> _EXERCISE AIM_:
Copy out all of the material exactly.

> _DATA ENTRIES_:
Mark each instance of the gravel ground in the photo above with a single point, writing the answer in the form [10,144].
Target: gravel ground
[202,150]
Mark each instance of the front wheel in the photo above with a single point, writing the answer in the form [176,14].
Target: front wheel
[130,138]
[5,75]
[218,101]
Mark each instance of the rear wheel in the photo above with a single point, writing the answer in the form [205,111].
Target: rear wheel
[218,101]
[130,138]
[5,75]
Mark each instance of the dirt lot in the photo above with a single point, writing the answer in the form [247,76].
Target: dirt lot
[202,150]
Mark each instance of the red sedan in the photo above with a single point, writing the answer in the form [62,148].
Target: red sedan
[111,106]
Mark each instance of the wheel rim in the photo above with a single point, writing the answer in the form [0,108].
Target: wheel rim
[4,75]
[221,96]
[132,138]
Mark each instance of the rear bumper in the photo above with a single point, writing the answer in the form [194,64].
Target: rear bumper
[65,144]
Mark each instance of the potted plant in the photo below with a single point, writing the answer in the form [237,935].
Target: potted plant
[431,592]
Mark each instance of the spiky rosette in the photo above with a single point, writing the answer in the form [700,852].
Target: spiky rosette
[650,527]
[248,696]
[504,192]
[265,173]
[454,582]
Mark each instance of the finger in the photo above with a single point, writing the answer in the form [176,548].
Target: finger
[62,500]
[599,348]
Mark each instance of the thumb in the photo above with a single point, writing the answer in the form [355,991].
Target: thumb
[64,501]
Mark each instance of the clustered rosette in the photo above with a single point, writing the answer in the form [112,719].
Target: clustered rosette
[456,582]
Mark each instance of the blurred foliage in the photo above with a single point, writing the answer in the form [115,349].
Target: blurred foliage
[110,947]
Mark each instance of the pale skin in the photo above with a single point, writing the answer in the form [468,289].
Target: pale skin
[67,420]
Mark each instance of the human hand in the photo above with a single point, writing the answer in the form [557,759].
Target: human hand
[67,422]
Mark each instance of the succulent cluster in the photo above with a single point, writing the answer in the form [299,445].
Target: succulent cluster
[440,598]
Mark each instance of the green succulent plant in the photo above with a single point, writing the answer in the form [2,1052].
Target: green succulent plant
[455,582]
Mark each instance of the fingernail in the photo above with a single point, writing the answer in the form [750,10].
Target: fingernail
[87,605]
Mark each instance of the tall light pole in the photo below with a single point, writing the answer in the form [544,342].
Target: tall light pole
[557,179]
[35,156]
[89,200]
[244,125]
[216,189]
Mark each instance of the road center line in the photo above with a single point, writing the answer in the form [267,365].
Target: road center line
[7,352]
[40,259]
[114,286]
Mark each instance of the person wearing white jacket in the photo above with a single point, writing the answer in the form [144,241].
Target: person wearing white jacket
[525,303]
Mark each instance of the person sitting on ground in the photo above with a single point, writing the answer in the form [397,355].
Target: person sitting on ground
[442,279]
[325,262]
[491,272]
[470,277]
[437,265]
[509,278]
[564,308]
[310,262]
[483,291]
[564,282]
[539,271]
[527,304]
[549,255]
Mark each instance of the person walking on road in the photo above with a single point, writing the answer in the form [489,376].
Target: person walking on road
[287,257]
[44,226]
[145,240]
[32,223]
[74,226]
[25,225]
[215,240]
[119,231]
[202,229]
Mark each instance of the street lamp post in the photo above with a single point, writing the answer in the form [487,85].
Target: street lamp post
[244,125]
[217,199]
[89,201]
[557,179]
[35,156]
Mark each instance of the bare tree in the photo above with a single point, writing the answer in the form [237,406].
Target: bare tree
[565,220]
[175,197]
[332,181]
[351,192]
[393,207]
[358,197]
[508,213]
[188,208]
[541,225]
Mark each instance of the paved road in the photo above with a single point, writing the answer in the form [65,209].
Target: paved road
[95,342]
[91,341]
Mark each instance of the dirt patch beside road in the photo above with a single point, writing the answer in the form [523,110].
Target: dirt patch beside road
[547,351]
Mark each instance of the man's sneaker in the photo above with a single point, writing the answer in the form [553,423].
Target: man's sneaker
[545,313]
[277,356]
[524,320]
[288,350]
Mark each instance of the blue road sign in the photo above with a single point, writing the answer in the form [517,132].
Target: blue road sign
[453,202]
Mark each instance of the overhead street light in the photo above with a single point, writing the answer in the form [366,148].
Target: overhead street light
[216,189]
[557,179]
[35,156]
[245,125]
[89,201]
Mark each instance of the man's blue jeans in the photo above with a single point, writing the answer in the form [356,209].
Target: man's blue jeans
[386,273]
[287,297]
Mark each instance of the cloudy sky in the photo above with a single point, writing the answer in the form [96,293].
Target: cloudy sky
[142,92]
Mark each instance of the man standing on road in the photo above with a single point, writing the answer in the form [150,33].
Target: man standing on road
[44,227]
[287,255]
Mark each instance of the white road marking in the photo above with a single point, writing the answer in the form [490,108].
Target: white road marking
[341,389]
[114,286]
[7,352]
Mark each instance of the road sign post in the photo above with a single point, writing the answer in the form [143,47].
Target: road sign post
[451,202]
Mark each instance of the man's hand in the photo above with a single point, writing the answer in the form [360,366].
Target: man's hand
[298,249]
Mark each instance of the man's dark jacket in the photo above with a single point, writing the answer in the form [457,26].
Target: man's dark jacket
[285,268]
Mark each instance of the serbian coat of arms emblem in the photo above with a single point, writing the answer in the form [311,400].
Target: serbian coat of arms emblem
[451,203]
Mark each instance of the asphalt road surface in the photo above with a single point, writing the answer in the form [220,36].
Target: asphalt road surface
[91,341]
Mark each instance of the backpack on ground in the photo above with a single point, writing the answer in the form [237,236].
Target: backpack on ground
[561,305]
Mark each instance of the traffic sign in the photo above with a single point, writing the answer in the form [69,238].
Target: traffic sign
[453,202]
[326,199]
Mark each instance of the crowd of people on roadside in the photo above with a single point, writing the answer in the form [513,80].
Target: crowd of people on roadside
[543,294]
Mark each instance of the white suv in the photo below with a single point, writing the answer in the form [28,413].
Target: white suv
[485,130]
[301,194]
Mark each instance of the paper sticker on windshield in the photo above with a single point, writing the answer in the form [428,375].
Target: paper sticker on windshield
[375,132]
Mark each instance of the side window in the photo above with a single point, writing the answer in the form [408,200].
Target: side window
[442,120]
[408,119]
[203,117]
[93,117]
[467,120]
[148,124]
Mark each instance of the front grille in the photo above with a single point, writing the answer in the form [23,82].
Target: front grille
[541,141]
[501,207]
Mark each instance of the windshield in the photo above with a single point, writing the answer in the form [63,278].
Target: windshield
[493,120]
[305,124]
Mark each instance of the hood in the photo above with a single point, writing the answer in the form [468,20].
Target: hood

> _RESPONSE TO THE EXERCISE_:
Mark each instance of the gravel ground in the photo above with a single point, writing the answer in the form [10,144].
Target: gravel ground
[202,150]
Mark each instance of the front wheel in the photo above with a single point, writing the answer in the form [176,14].
Target: front wheel
[130,138]
[5,75]
[218,101]
Mark each instance of the rear wheel in the photo above with a single point, writing the answer in the form [205,111].
Target: rear wheel
[218,101]
[130,138]
[5,75]
Mark each instance of the dirt lot in the photo above with a single point, writing the answer in the form [247,76].
Target: dirt lot
[202,150]
Mark each instance of the red sedan in the photo above with a single point, writing the answer in the form [62,148].
Target: red sedan
[111,106]
Mark each instance of the wheel rim in the photo above with a single point, writing the answer in the form [0,108].
Target: wheel rim
[4,75]
[221,96]
[132,138]
Mark each instance of the rear bumper in the photo above with a single point, writing the answer in the form [194,64].
Target: rear bumper
[65,144]
Mark each instance of the potted plant in the photo below with a single point, writing the answer in the form [237,935].
Target: potted plant
[431,592]
Mark each instance of the spiky rosette in the photo above with a single point, writing the answer in the form [700,852].
Target: spiky rosette
[650,527]
[248,696]
[504,192]
[265,173]
[454,582]
Mark each instance of the finger in the photo above with a single point, writing the answer in the form [176,548].
Target: finger
[62,500]
[599,348]
Mark each instance of the thumb in the photo above with a single point, writing the answer in the form [355,991].
Target: thumb
[64,501]
Mark each instance of the clustered rosette in the photo above with a single point, writing the answer in the form [112,719].
Target: clustered rosette
[456,582]
Mark each instance of the blurred foliage in the photo above with a single point, writing the answer in the form [115,349].
Target: blurred foliage
[110,947]
Mark each instance of the pale skin in the photo above with a single point, writing the answer in the form [468,289].
Target: pale skin
[67,420]
Mark each instance of the human hand in the photo above with a single point, writing the answer in the form [557,759].
Target: human hand
[67,422]
Mark each instance of the succulent cluster in the photo above with a single point, writing the answer in the form [299,445].
Target: succulent cluster
[440,598]
Mark each instance of the green succulent plant in the photo above with a single point, writing the answer in the form [2,1052].
Target: green succulent plant
[455,582]
Mark each instance of the fingernail in the photo above with a single point, writing the answer in the form [750,10].
Target: fingernail
[87,605]
Mark each instance of the tall light pole in the photo below with a single point, writing the answer in the form [544,342].
Target: tall light pole
[557,179]
[35,156]
[89,200]
[244,125]
[216,189]
Mark each instance of the road center line in the photo above with a single point, writing the answer in the form [267,365].
Target: road center line
[7,352]
[40,259]
[114,286]
Mark each instance of the person wearing white jacket in the photo above with a single point, writing the answer in the form [144,241].
Target: person wearing white jacket
[525,303]
Mark each instance of the person sitting on ground in the photo above with a single point, writing the answer in the form [397,355].
Target: person sitting on ground
[442,279]
[325,262]
[491,272]
[470,277]
[437,265]
[509,278]
[564,308]
[310,262]
[483,291]
[564,282]
[539,271]
[527,304]
[549,255]
Mark each instance of the person walking on road in the photo above with a single point, writing the answer in the form [489,376].
Target: person walking on road
[287,257]
[44,226]
[145,240]
[32,223]
[74,226]
[25,225]
[215,240]
[119,231]
[202,229]
Mark each instance of the street lamp post in the photo above with a single point, writing the answer in the form [487,85].
Target: street lamp post
[244,125]
[217,199]
[89,201]
[557,179]
[35,156]
Mark each instance of the bare tree in the photo above with a single point, writing the answer in the form [237,406].
Target: bare tree
[565,220]
[175,197]
[332,181]
[351,192]
[393,207]
[358,197]
[508,213]
[188,208]
[541,225]
Mark each instance of the paved road in the photo above with a single point, writing the answer in the form [65,209].
Target: paved road
[95,342]
[91,341]
Mark each instance of the dirt patch beside road in the photo above with a single point, writing the answer in the form [523,110].
Target: dirt patch beside road
[547,351]
Mark each instance of the man's sneaker in the photo above with a single point, writing the answer in the form [553,423].
Target: man's sneaker
[545,313]
[277,356]
[524,320]
[288,350]
Mark each instance of the blue road sign in the photo above with a single point, writing the answer in the form [517,132].
Target: blue road sign
[453,202]
Mark each instance of the overhead street light in the photo above with a single point, writing the answer in the form [366,148].
Target: overhead street light
[216,189]
[557,179]
[35,156]
[245,125]
[89,201]
Mark each instance of the man's blue jeans in the photo above with a single point, writing the answer in the form [356,209].
Target: man's blue jeans
[386,273]
[287,297]
Mark each instance of the cloudy sky in the photo above with a single point, writing the answer in the form [96,293].
Target: cloudy sky
[142,92]
Mark each instance of the man standing on road in the photo above with a single point, writing the answer in the form [150,33].
Target: man standing on road
[44,227]
[287,255]
Mark each instance of the white road marking in the photo above with a single point, writing the answer in the form [490,108].
Target: white road marking
[341,389]
[114,286]
[7,352]
Mark each instance of the road sign post in the photo above with a single point, writing the answer in the form [143,47].
Target: road sign post
[451,202]
Mark each instance of the man's hand in the photo above with a single point, writing the answer in the form [360,366].
Target: man's hand
[298,249]
Mark each instance of the man's dark jacket in the photo above with a single point, writing the answer in the form [457,26].
Target: man's dark jacket
[285,268]
Mark each instance of the serbian coat of arms emblem in the photo above with a single point, writing the answer in the form [311,400].
Target: serbian coat of arms emblem
[451,203]
Mark each instance of the asphalt road surface in the photo above with a single point, writing the answer in the form [220,36].
Target: asphalt road surface
[91,341]
Mark each instance of the backpack on ground in the photo above with a single point, writing the answer in the form [237,236].
Target: backpack on ground
[561,305]
Mark each instance of the traffic sign in the photo above with a single point, writing the answer in the form [69,238].
Target: traffic sign
[453,202]
[326,199]
Mark each instance of the crowd of people on roadside in the photo above with a single point, writing the answer in the form [513,80].
Target: crowd of people on roadside
[543,294]
Mark each instance of the white suv in the photo below with a single point, writing the answer in the form [28,413].
Target: white suv
[485,130]
[301,194]
Mark each instance of the paper sticker on windshield in the photo above with a single point, writing the answer in the form [428,375].
Target: paper sticker on windshield
[375,132]
Mark each instance of the side window in the photo above with a single point, writing the answer in the form [408,200].
Target: side window
[442,120]
[408,119]
[203,117]
[93,117]
[467,120]
[148,124]
Mark each instance of the front grille in the photo above with a single point, writing the answer in the form [23,82].
Target: front grille
[541,141]
[501,207]
Mark each instance of the windshield in the photo above with a single point, writing the answer in the form [63,278].
Target: windshield
[493,120]
[305,124]
Mark each instance of the hood in the photo above with a single point, writing the answer in the form [468,20].
Target: hood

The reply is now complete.